#### [What you are asked to do]
Reproduce the entries that follow, exactly and in full.

• • •

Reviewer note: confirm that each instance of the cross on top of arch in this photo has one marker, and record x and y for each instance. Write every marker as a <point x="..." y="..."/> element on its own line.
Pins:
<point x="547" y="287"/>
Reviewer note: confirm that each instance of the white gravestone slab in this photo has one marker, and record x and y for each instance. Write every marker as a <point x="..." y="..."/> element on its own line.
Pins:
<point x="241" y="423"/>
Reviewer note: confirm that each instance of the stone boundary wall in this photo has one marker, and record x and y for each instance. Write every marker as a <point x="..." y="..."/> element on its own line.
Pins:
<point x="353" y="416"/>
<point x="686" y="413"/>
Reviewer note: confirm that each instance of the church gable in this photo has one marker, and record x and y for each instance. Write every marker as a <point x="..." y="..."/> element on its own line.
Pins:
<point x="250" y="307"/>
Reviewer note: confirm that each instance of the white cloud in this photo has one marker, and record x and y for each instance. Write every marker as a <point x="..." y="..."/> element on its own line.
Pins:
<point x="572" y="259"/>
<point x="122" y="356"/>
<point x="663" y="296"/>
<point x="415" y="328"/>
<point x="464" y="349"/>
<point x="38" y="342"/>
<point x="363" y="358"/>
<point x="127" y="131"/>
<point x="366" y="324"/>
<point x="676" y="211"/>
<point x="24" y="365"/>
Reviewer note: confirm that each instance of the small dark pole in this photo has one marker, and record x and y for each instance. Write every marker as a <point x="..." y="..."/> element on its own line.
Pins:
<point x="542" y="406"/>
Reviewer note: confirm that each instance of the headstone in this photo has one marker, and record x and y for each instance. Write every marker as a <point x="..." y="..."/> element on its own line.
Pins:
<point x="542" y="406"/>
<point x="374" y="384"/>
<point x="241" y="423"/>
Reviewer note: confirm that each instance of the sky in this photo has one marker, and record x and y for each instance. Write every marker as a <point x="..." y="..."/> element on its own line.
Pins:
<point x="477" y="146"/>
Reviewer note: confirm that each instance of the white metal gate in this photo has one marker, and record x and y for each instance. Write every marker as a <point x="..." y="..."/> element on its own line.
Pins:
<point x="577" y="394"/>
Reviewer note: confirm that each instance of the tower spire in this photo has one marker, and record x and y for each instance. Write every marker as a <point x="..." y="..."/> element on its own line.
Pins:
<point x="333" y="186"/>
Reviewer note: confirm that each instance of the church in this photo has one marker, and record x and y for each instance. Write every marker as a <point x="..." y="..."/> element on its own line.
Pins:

• • •

#### [Response area]
Reviewer note: confirm that each instance of the cross on top of arch in this photo has one marker, and record x and y for each instance. Write every marker as a <point x="..." y="..."/> element on its own line.
Pins:
<point x="547" y="287"/>
Reviewer note: confirm that each instance of the white gravestone slab in this photo has one marker, and record x and y for each instance. Write every marker as a <point x="..." y="..."/> element on its own line.
Pins:
<point x="241" y="423"/>
Reviewer note: confirm that each instance of the stone boundary wall in this photo has one marker, and record x and y for each instance. Write every marker as a <point x="..." y="..."/> element on its own line.
Pins:
<point x="353" y="416"/>
<point x="686" y="413"/>
Reviewer note: confirm that each instance of the church gable in this photo has one marker, and record x and y for each instance. Write every marker as a <point x="..." y="..."/> element on its own line.
Pins:
<point x="250" y="307"/>
Reviewer note: confirm that each instance of the white cloud in this photo has one marker, and record x and y for each instance. Write every marker as a <point x="..." y="..."/> element on its own line.
Pins:
<point x="572" y="259"/>
<point x="122" y="356"/>
<point x="663" y="296"/>
<point x="415" y="328"/>
<point x="464" y="349"/>
<point x="38" y="342"/>
<point x="363" y="358"/>
<point x="127" y="131"/>
<point x="366" y="324"/>
<point x="676" y="211"/>
<point x="24" y="365"/>
Reviewer note: confirm that each instance of the small dark pole in this photo has one marker, and record x and y for each instance. Write every marker as a <point x="..." y="..."/> element on its own line.
Pins:
<point x="542" y="406"/>
Reviewer note: confirm that each instance of the headstone in this photo has one marker, and record x and y for each instance. Write every marker as a <point x="..." y="..."/> element on its own line.
Pins:
<point x="542" y="406"/>
<point x="374" y="384"/>
<point x="241" y="423"/>
Reviewer note: confirm that each instance of the sky in this photo has one marker, and record x and y for each instance. Write every marker as a <point x="..." y="..."/> element on its own line.
Pins:
<point x="477" y="146"/>
Reviewer note: confirm that each instance of the white metal gate in this photo has one marker, and record x and y for each instance. Write every marker as a <point x="..." y="..."/> element on its own line.
Pins:
<point x="577" y="394"/>
Reviewer note: confirm that each instance of the tower spire in this photo has one marker, and record x and y for each instance. Write every marker as a <point x="..." y="..."/> element on its own line.
Pins:
<point x="333" y="186"/>
Reviewer note: confirm that each instance of the church in this photo has one marker, and record x and y for each instance. Write every marker as a <point x="..." y="..."/> element on its own line.
Pins:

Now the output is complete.